PAGE.
= Salt Valley =

Valley in Ladakh, India

The Salt Valley is a wide open area in the Rupshu region, a valley in southeast Ladakh, India. The valley has a length of about 20 km and a maximum width of about 7 km. Its average elevation is 5,000 m. It can be approached from Leh across the Tanglang La pass.

==Geography==

The salt valley and wide area around it, all fall in the Changthang plateau, which also has the following geographical features:

The region south of Sumdo and Kyagar La (also known as Namshang La), is referred to as the Salt Valley or Salt Lake Valley due to the salt plains along the northern shore of Tso Moriri and the area surrounding the Kyagar Tso - both of which are salt lakes.

Immediate north of Salt Valley is the Puga Valley, an area from the Polokongka La to Puga village and Sumdo, which also has the hot springs and mud pools.

Immediate south of Salt Valley is Karzok village and Tso Morriri.

Immediate east of Salt Valley is Karzok Kangri (6,110m/20,046ft a.s.l.) - a glaciated mountain peak.

Immediate west of Salt Valley and northeast of Tso Morriri is the glaciated Shasang (Shashang) mountain peak is a mountain located north of Tso Moriri Lake.

Immediate west of Salt Valley is the Spangnak Ri 6,390 m / 20,960 ft) glaciated mountain peak which is located in the far west of the Transhimalaya mountain range. South of Spangnak Ri is the Korzok Kangri (6090m) mountain peak. Further west of Spangnak Ri are the twin glaciated peaks of Yalung Nong and the Yalung Nong South (6 080m/19 948ft a.s.l.). The climb to the 6080m summit of Yalung Nong, classified as a trekking peak, begins at Gyamar base camp and follows the South-West side for approximately 5 km, with a 900m elevation gain. The summit offers views of the Tso Moriri region, including the Mentok Kangri range and Chamser and Lungser Kangri. This climb can be added as an extra 8th day to the 7-day Rumtse to Tso Moriri trek by spending two nights in Gyamar. Immediate south of Spangnak Ri, as well as northwest of Karozok village and northwest of Tso Morriri, is the Karzok Kangri (6,110m/20,046ft, also called Korzok Kangri) - a glaciated mountain peak.

WRITTEN PROBLEM 1. Summarize the Salt Valley article in two sentences.
WRITTEN PROBLEM 2. Quote the Salt Valley article word for word, starting with "Valley in Ladakh, India" and going on through "Tanglang La pass.".
WRITTEN PROBLEM 3. Continue the Salt Valley article, picking up after its last sentence.
The data after this point comes from a different source.

RAW RECORDS.

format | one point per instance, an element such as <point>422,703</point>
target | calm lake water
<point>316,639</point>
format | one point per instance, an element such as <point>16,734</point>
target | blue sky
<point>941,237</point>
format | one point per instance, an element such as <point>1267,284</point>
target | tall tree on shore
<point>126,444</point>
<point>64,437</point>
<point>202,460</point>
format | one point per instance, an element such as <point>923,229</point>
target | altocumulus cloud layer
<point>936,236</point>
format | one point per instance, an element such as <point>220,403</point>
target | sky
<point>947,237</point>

* * *

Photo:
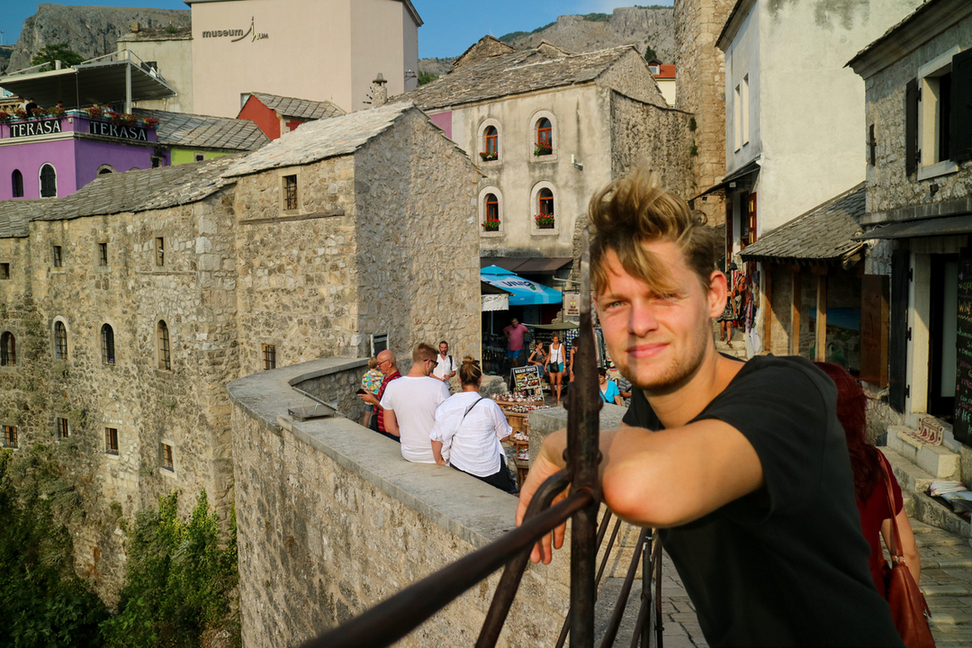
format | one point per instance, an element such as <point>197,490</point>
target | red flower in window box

TASK ANSWER 1. The Salt Valley is a wide open area in the Rupshu region of southeast Ladakh, India, about 20 km long and up to 7 km wide, with an average elevation of 5,000 m, and it can be approached from Leh across the Tanglang La pass. It lies on the Changthang plateau and is named for the salt plains along the northern shore of Tso Moriri and around Kyagar Tso, with the Puga Valley immediately to its north and Karzok village and Tso Moriri immediately to its south.

TASK ANSWER 2.
Valley in Ladakh, India

The Salt Valley is a wide open area in the Rupshu region, a valley in southeast Ladakh, India. The valley has a length of about 20 km and a maximum width of about 7 km. Its average elevation is 5,000 m. It can be approached from Leh across the Tanglang La pass.

TASK ANSWER 3.
==Transport==

Tso Kyago in Salt Valley is reachable by "Miroo-Puga-Sumdo-Mahe Road" (MPSM Road) which begins at NH-3 (Miroo) and ends at Leh-Nyoma Road (Mahe). Traveling south from Sumdo along the 40 km "Sumdo-Karzok Road", Tso Kyago is situated approximately 15 km south, while the Karzok at the southern end of this route is about 40 km from Sumdo.

Kiato-Karzok Road (partially overlaps with the Hanle-Kaza-Tabo Road), connecting Kiato village (between Kiamo and Pangmo-Kaza in Spiti Valley in Himachal Pradesh, not to be confused with Key) in the south to the Karzok village (on the banks of Tso Morriri in Ladakh) in the north via the Takling La (5575 m or 18,290 ft, near the border of Ladakh, Himachal and Tibet), is a 125 km all-weather road being constructed by the BRO as fourth alternative route to Ladakh. After completing the initial survey, the BRO has invited the bids in April 2025 for preparing DPR for the road and Takling La tunnel. It will connect the Karzok, Nurbo, Sumdo, Parangla and Kaza, and provide the strategic shortest military access to Chumar, Nyoma, and Demchok from the mainland India. Kyago Tso is another 10-15 km north from Karzok.

==See also==

- Changthang Plateau

  - More plains
    - Tso Kar
    - Startsapuk Tso

  - Salt Valley
    - Kyago Tso (Kyagar Tso)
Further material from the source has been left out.